■ Exercise description ■
From the entries below, keep only the lines that contain the word "tree" and copy each one out.

■ Extracted records ■
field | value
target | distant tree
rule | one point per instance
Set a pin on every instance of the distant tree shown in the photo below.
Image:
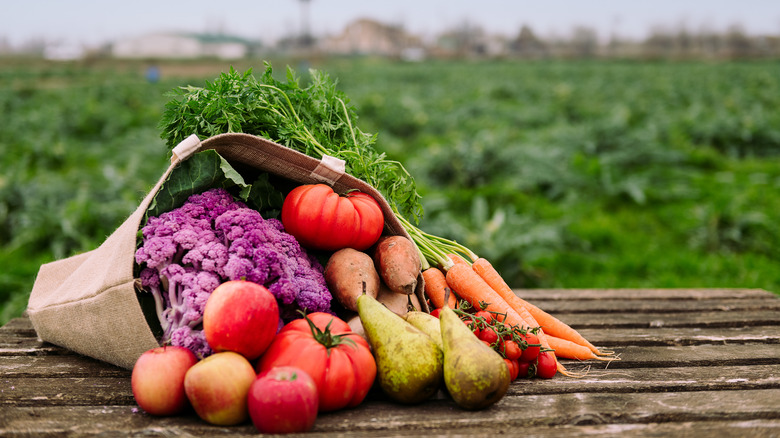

■ The reply ■
target | distant tree
Set a pin on every instance of the distant tree shown in the photo below.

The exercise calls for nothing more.